## OBJECTIVE
Print all of the items below word for word, with no changes.

+++ EXERCISE MATERIAL

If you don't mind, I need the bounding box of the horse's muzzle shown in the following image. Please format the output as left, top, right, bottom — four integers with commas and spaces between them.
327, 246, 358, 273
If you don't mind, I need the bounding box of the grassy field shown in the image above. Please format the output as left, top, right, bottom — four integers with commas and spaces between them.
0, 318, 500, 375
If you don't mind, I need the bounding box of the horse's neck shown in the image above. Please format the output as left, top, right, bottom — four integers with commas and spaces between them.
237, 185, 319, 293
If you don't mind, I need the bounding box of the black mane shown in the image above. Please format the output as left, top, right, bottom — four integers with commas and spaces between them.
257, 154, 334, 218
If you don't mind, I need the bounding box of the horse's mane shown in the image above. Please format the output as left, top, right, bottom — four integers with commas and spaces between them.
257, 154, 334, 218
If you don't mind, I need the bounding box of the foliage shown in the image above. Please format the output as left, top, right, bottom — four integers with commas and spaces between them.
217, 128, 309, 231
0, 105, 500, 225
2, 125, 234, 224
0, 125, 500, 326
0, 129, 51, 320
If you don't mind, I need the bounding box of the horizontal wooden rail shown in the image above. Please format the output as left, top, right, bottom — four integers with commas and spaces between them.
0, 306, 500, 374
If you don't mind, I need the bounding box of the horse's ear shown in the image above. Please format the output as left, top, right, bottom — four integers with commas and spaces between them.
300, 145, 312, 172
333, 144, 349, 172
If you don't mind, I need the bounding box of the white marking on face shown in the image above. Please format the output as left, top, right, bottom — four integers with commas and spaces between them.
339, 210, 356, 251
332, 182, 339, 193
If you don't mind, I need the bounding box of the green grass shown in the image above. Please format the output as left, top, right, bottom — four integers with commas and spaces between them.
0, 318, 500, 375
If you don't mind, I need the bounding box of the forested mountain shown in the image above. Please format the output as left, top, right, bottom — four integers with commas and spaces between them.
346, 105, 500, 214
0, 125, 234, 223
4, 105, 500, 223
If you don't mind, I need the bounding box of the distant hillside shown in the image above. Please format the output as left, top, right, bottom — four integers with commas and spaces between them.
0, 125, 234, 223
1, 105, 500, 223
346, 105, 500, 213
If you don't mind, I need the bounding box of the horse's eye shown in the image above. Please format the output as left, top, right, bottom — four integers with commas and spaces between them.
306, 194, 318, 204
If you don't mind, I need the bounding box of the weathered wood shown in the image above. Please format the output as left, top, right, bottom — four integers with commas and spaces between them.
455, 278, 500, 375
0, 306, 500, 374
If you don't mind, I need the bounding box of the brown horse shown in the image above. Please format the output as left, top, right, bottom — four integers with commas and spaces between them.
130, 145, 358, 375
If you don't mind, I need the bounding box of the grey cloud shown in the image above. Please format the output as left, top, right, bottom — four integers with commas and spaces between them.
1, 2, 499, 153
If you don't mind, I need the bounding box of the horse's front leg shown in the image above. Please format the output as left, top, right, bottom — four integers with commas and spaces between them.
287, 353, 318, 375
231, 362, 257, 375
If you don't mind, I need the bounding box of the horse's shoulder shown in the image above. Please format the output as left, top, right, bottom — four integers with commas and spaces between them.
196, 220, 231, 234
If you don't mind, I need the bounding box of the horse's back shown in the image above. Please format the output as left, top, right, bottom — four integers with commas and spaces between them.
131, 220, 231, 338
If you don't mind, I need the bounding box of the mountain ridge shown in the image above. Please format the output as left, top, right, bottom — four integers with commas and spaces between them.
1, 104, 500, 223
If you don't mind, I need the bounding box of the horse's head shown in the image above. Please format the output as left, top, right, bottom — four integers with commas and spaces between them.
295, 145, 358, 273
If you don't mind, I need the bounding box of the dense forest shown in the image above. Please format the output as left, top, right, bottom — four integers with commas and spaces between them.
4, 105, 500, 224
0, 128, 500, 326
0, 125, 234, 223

++++++

## RESULT FOR THIS EXERCISE
If you don't mind, I need the bounding box of the horse's muzzle shown in the following image. Please format the output as left, top, right, bottom — four integers with commas and spaces between them.
327, 246, 358, 273
If you don't mind, I need the bounding box of the grassy field shown in the image above. Please format the output as left, top, right, bottom — four integers with commas and spaces between them.
0, 318, 500, 375
If you don't mind, I need the bounding box of the horse's neck shown in the image above. Please format the output as left, top, right, bottom — four integers with commas and spaces between them.
237, 185, 319, 293
If you don't mind, I need the bounding box of the black mane shown in the image above. Please format the output as left, top, right, bottom — four integers with commas and spaces between them.
257, 154, 334, 218
If you don't mind, I need the bounding box of the horse's mane shown in the image above. Please format the output as left, top, right, bottom — four integers with commas and spaces between them.
257, 154, 334, 218
If you don't mind, I need the bounding box of the foliage shown in the image above. Please format the output as left, top, right, bottom — four integers with commas and spaces between them.
217, 128, 309, 231
0, 105, 500, 225
2, 125, 234, 224
0, 125, 500, 326
0, 129, 51, 320
If you don't mind, I need the bounding box of the horizontal wooden rail shown in the image above. Please format the output as left, top, right, bottom — four integers with commas and spaces between them.
0, 306, 500, 374
If you don't mind, I need the bounding box of the horse's ear shown in the image above. Please format the output as left, top, right, bottom — four integers with commas and spaces between them.
300, 145, 312, 172
333, 144, 349, 172
If you don't mind, I need the bounding box of the white marking on face shown in the image above. Please format the output as left, top, right, bottom — four integers with commas and spaces between them.
339, 210, 356, 251
332, 182, 339, 193
If you don't mind, I need the bounding box of the green grass shown in the image above. Please format the output as left, top, right, bottom — four integers with commas and spaces between them.
0, 318, 500, 375
If you don't mind, I need the bounding box of the forested mountain shown in the image above. Please format the output as left, top, right, bottom — four integers with commas and spaces between them.
346, 105, 500, 214
0, 125, 234, 223
4, 105, 500, 223
If you don't mind, I need the bounding box of the distant hillside shown in the image above. Please format the output as left, top, right, bottom — four integers with commas and spaces between them.
0, 125, 234, 223
1, 105, 500, 223
346, 105, 500, 213
If you don't mind, I need the bounding box of the horse's eye shown in the image above. Please format the output as left, top, right, bottom — four integers with commas and spaces between them.
306, 194, 318, 204
If you don't mind, I need the bounding box of the weathered wood shown in the image above. Please format the output as left, top, right, bottom — four integers with commas and spaces between them.
455, 278, 500, 375
0, 306, 500, 374
If you don't mind, I need the bounding box of the brown horse shown in the image above. Please format the output as left, top, right, bottom — four integers with commas and spaces between them.
130, 145, 358, 375
If you don't mind, I need the bounding box of the grey cloud shown in the image above. Please format the output as left, top, right, bottom — four integers with commas and spaces between them.
1, 2, 499, 153
If you don't mind, I need the bounding box of the horse's front leg shown in the image above. Please format the output as left, top, right, bottom — four integers with commas and spaces between them.
287, 353, 318, 375
231, 362, 257, 375
If you don't mind, I need the bounding box of the horse's shoulder shown in the image above. Please format the output as left, top, right, bottom — four integers with commas and spaces between them.
196, 220, 231, 234
If you don't mind, I need the bounding box of the horse's back shown in the image above. Please format the output as left, top, right, bottom — four integers with commas and spaces between them.
131, 220, 231, 338
If you don't mind, I need the bounding box of the mountain ridge shown in the image above. Please format the output as left, top, right, bottom — four integers with commas and spaces between them.
1, 104, 500, 223
If you don't mind, I need the bounding box of the horse's head shown in the image above. Please format the output as left, top, right, bottom — four integers with commas and spaces between them.
295, 145, 358, 273
If you don't mind, I need the bounding box of the dense forest shown in the image above. Please format the output as left, top, right, bottom — four integers with commas and spaces between them.
4, 105, 500, 224
0, 128, 500, 326
0, 125, 234, 223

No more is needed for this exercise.